▸ **What you have to do**
Pick up the plot summary of the film about Takuma and Mayu below, and write what comes after its last sentence.

▸ **Study text**
◆ ◆ ◆ ◆
Later, Takuma suffered a heart attack. He was rushed to the hospital, and the doctor did not give him much chance of living. In his sleep, Takuma prayed that he could have just a short time more to live, and he made a miraculous recovery and surprised Mayu. He brought Mayu on their "honeymoon," visiting many places. Finally, at the field where they first kissed, Takuma told Mayu that he was fortunate and happy with his life, handing over his lucky-charm 'will' to her that he had written when he was eight.

Upon their arrival back to the hospital, Takuma suffered another heart attack, and despite the doctor's best efforts, he died. Mayu went to the roof and opened his letter, which told everyone to be happy when he was gone. The film ended with Mayu borrowing the urn containing Takuma's ashes and going to a church for a "wedding," thus fulfilling their promise when they were young.

The ending scene is a flashback of the first time they met at the hospital when they were eight.
◆ ◆ ◆ ◆
▸ **Data**
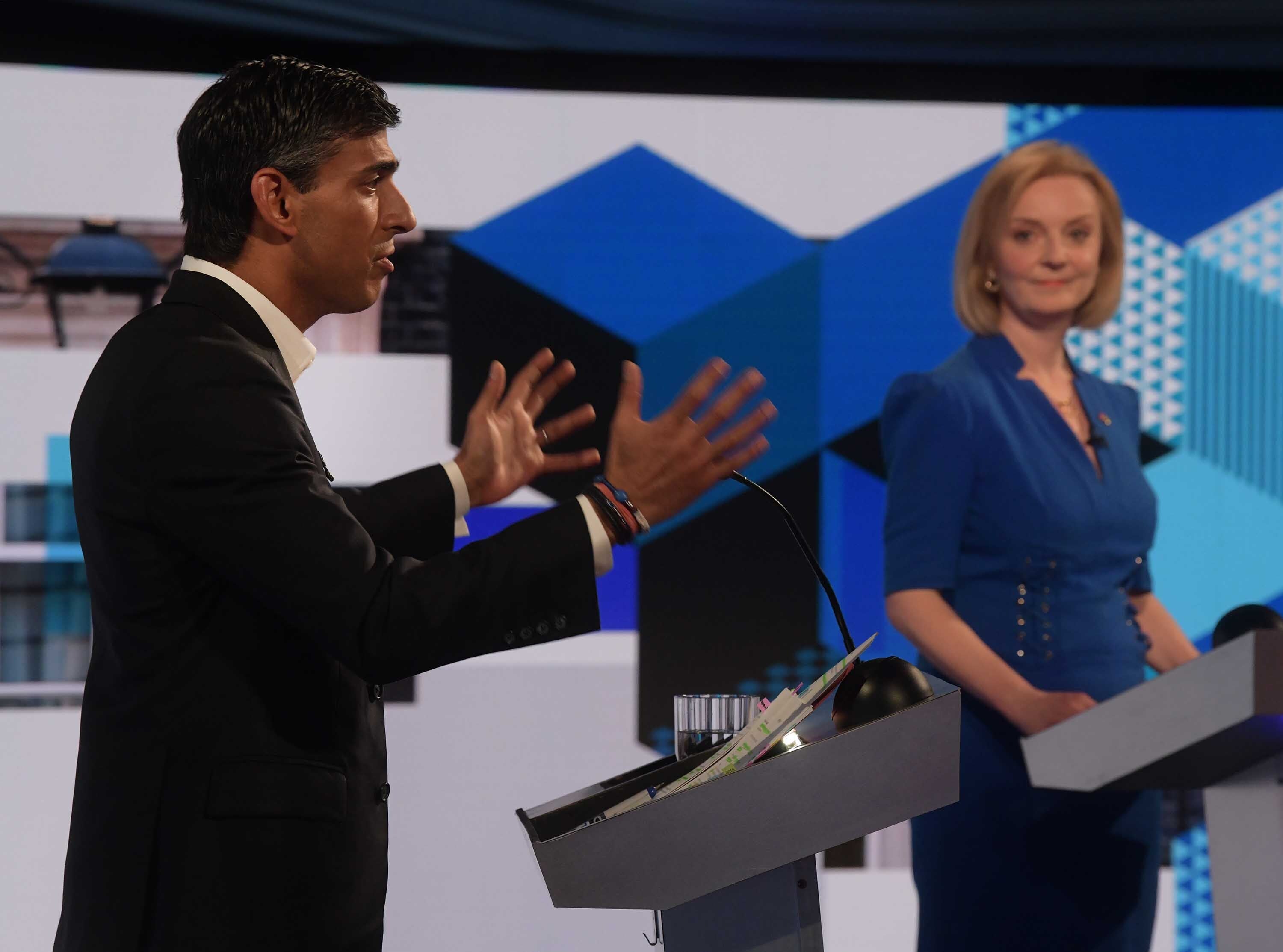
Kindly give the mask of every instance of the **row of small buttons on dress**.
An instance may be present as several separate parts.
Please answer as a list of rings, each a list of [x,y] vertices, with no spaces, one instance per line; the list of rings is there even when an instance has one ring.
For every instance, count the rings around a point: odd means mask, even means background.
[[[566,630],[566,616],[554,615],[552,626],[547,621],[540,621],[536,625],[526,625],[520,631],[509,629],[503,633],[503,640],[506,644],[516,644],[520,638],[522,642],[529,642],[534,635],[540,638],[547,638],[549,631],[565,631]]]
[[[1033,557],[1026,556],[1025,557],[1026,574],[1032,571],[1033,565],[1034,565]],[[1049,559],[1047,562],[1047,574],[1049,575],[1051,572],[1055,571],[1056,571],[1056,559]],[[1033,648],[1029,649],[1024,648],[1025,639],[1029,636],[1032,629],[1035,627],[1035,625],[1030,624],[1033,621],[1032,618],[1029,620],[1025,618],[1025,613],[1033,612],[1033,606],[1032,604],[1026,606],[1026,602],[1033,600],[1033,594],[1030,593],[1030,589],[1038,589],[1038,588],[1039,588],[1038,585],[1032,584],[1028,579],[1023,579],[1020,584],[1016,585],[1016,627],[1019,629],[1016,631],[1016,642],[1021,643],[1021,647],[1016,648],[1017,658],[1033,656],[1034,652]],[[1051,617],[1049,617],[1051,585],[1042,585],[1041,588],[1042,588],[1042,600],[1039,602],[1038,607],[1042,609],[1041,627],[1042,627],[1043,658],[1049,661],[1053,654],[1051,649],[1052,636],[1051,636]]]

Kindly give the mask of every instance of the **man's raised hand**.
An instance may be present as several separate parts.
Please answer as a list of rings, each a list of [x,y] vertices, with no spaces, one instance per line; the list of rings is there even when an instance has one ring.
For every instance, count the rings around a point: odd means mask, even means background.
[[[709,486],[757,459],[767,449],[762,429],[776,417],[763,400],[726,427],[765,378],[749,368],[702,413],[730,367],[715,358],[654,420],[642,418],[642,370],[624,363],[620,402],[611,421],[606,479],[626,491],[653,526],[675,516]]]
[[[536,426],[553,396],[575,377],[562,361],[553,367],[544,348],[512,378],[504,393],[503,364],[494,361],[481,395],[468,413],[467,430],[454,458],[468,486],[472,506],[488,506],[511,495],[545,472],[584,470],[600,462],[600,453],[548,453],[547,446],[582,430],[597,418],[590,404]]]

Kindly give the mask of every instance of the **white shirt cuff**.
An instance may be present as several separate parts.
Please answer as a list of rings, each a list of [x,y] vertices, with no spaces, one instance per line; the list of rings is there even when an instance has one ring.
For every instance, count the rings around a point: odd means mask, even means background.
[[[463,481],[463,471],[453,459],[441,463],[441,468],[445,470],[445,475],[450,477],[450,485],[454,488],[454,538],[464,539],[468,535],[468,523],[463,521],[463,517],[472,508],[468,484]]]
[[[588,538],[593,540],[593,571],[600,579],[615,568],[611,536],[606,534],[606,526],[602,525],[602,513],[593,506],[593,500],[584,494],[577,495],[576,499],[579,499],[580,508],[584,509],[584,521],[588,522]]]

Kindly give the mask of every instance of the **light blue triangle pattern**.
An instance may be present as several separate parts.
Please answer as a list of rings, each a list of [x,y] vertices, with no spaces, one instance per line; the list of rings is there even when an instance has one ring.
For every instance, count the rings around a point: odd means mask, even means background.
[[[1007,106],[1007,149],[1039,139],[1083,112],[1080,105],[1016,103]]]
[[[1193,237],[1189,249],[1243,285],[1283,302],[1283,191]]]
[[[1206,825],[1173,838],[1171,870],[1177,880],[1177,952],[1216,952]]]
[[[1089,373],[1141,395],[1141,429],[1169,445],[1185,430],[1185,267],[1180,245],[1123,223],[1123,299],[1109,323],[1070,331],[1069,355]]]

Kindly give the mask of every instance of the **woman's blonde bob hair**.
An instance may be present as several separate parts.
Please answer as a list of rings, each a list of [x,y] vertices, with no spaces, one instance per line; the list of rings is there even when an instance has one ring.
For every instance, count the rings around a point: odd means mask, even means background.
[[[1074,316],[1075,327],[1100,327],[1114,317],[1123,294],[1123,208],[1110,180],[1071,145],[1049,139],[1023,145],[989,169],[962,219],[953,258],[953,308],[973,334],[998,332],[998,294],[984,281],[993,266],[994,240],[1012,205],[1034,181],[1047,176],[1082,176],[1096,190],[1101,208],[1101,271],[1096,287]]]

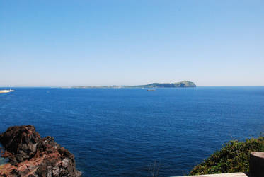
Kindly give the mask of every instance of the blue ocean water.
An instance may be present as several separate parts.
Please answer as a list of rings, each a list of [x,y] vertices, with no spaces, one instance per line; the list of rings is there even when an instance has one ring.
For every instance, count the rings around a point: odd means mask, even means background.
[[[264,130],[263,86],[14,89],[0,94],[0,132],[33,125],[84,176],[185,175],[223,143]]]

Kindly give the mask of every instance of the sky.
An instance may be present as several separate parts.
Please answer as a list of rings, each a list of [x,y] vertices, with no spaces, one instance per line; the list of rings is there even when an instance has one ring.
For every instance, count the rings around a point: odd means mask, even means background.
[[[0,86],[264,86],[264,1],[0,0]]]

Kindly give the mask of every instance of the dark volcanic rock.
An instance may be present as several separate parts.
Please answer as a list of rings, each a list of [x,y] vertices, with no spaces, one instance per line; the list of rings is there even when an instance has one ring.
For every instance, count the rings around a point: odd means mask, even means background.
[[[0,166],[2,176],[80,176],[74,156],[47,137],[42,139],[33,125],[9,127],[0,135],[9,163]]]

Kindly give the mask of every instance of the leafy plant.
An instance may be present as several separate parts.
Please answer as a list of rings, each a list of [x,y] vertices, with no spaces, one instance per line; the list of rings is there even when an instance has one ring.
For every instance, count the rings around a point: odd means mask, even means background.
[[[220,151],[195,166],[190,175],[248,172],[251,152],[264,152],[263,135],[245,142],[233,140],[226,143]]]

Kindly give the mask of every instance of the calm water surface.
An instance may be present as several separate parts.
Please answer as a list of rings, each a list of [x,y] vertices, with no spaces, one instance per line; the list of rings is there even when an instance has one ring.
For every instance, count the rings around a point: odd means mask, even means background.
[[[0,94],[0,132],[35,125],[84,176],[188,174],[224,142],[264,130],[263,86],[14,89]]]

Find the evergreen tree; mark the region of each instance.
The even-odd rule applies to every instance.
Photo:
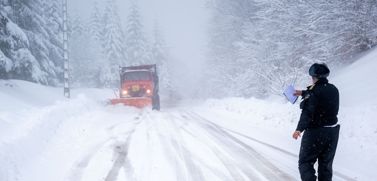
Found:
[[[56,78],[50,78],[49,85],[58,86],[63,82],[64,79],[64,62],[63,61],[63,7],[60,0],[46,0],[42,1],[43,7],[45,7],[45,19],[46,26],[44,27],[48,34],[50,43],[46,44],[49,50],[48,57],[55,66]]]
[[[167,52],[166,43],[163,32],[160,30],[157,19],[155,22],[153,29],[154,40],[151,50],[153,58],[156,61],[158,69],[158,77],[160,92],[168,95],[171,81],[169,74],[169,55]]]
[[[103,38],[102,30],[101,30],[101,14],[100,10],[97,7],[97,1],[95,1],[93,4],[93,8],[92,10],[92,14],[90,15],[90,39],[92,40],[98,42],[101,40],[103,39]]]
[[[2,78],[25,80],[47,83],[48,75],[41,71],[39,64],[28,49],[26,35],[8,17],[0,5],[0,76]],[[12,16],[14,17],[14,16]]]
[[[137,0],[131,0],[130,14],[127,17],[126,35],[129,64],[154,62],[153,56],[150,52],[147,35],[144,30],[143,18],[140,14]]]
[[[56,67],[52,61],[54,56],[50,55],[51,47],[60,49],[50,41],[48,32],[46,30],[48,22],[50,17],[46,15],[48,12],[44,3],[52,4],[54,0],[15,0],[12,1],[14,4],[18,5],[18,9],[14,10],[13,14],[17,15],[18,26],[22,29],[29,40],[29,46],[28,49],[40,66],[42,71],[46,73],[38,74],[44,75],[47,76],[47,81],[44,80],[38,81],[42,84],[57,85],[60,82],[57,74],[62,73],[62,67]],[[60,9],[56,9],[57,12],[61,12]],[[62,52],[62,51],[61,52]],[[23,55],[29,55],[24,54]],[[18,75],[13,75],[14,78],[17,78]]]
[[[119,66],[126,64],[127,56],[123,41],[125,39],[124,33],[115,0],[106,1],[101,24],[104,38],[102,46],[106,58],[101,67],[100,84],[104,87],[118,87]]]
[[[77,8],[74,9],[75,14],[74,15],[71,22],[70,36],[72,39],[83,35],[84,33],[83,22],[81,17],[78,14]]]

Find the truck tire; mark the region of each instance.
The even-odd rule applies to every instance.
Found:
[[[160,110],[160,96],[158,94],[152,97],[152,110]]]

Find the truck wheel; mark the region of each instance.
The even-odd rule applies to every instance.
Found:
[[[160,110],[160,96],[157,94],[152,96],[152,110]]]
[[[157,96],[156,97],[156,110],[157,111],[160,110],[160,96],[159,95],[157,95]]]

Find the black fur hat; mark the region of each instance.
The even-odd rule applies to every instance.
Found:
[[[326,64],[318,64],[316,63],[309,69],[309,75],[317,78],[326,78],[330,75],[330,70]]]

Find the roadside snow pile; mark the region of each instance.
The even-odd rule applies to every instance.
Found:
[[[40,109],[0,112],[0,172],[4,172],[0,180],[17,178],[18,167],[42,152],[59,127],[81,125],[81,120],[98,116],[92,113],[98,107],[97,103],[80,94]],[[78,134],[82,129],[78,126]]]
[[[254,98],[231,98],[208,99],[203,106],[241,115],[245,118],[244,121],[255,127],[286,134],[293,132],[300,119],[299,103],[292,105],[290,102],[270,102]],[[355,150],[355,152],[362,151],[366,158],[375,157],[375,153],[369,151],[377,149],[377,106],[341,106],[338,119],[341,125],[339,142],[341,142],[338,147]]]
[[[210,108],[239,114],[255,127],[282,132],[287,131],[285,128],[287,127],[297,125],[301,114],[299,105],[271,102],[253,97],[210,99],[204,103]]]

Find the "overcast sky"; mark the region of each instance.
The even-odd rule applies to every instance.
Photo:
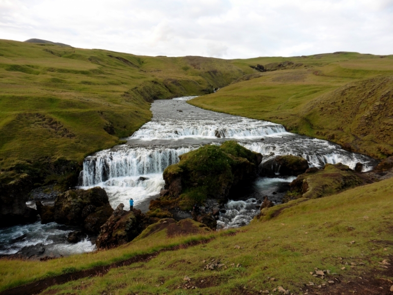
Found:
[[[393,0],[0,0],[0,39],[148,56],[393,54]]]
◆ ◆ ◆ ◆
▸ **Your response**
==Cast==
- Mao Inoue played Mayu Taneda, the daughter of Takuma's doctor, Dr. Takahito Taneda
- Masaki Okada as Takuma Kakunouchi, who is suffering from heart disease
- Tetta Sugimoto as Minoru Kakinouchi, Takuma's father
- Yoko Moriguchi as Ryoko Kakinouchi, Takuma's mother
- Natsuki Harada as Teru Uehara, a fellow patient with the same disease as Takuma; she became friends with the 2 kids during one of Takuma's stays in the hospital
- Yoshihiko Hosoda as Kou Suzuya
- Keiko Horiuchi as Yoshimi Suzuya, Kou's mother
- Yuki Terada as Yoko Tamura, Sae's roommate and friend in high school
- Masataka Kubota as Ritsu Sugiyama, Takuma's roommate in high school
- Gaku Yamamoto as Ryujo Suzuya, Kou's grandfather
- Toru Nakamura as Dr. Takahito Taneda, Mayu's father and Takuma's doctor
- Sea Kumada as the young Mayu Taneda
- Kaito Kobayashi as the young Takuma Kakunouchi.

==Production==

===Development===
The live-action film adaptation of the manga was first announced on 1 December 2008. The film was directed by the director Shinjo Takehiko, the director of Tada, Kimi o Aishiteru.

===Pre-production===
Mao Inoue, who previously played the lead Makino Tsukushi in Hana Yori Dango, was chosen to play Mayu in this film, starring alongside actor Okada Masaki.

===Filming===
The filming of the film started in March 2009, once lead actress Mao Inoue had graduated from Meiji University.

===Post-production===
The film's 90 second trailer was first posted on the film's official website on 1 September 2009.

===Theme song===
The theme song for this film is I Will Fall in Love with You (僕は君に恋をする, Boku wa kimi ni koi o suru). It was sung by Japanese pop singer Ken Hirai, and was produced by DefStar Records.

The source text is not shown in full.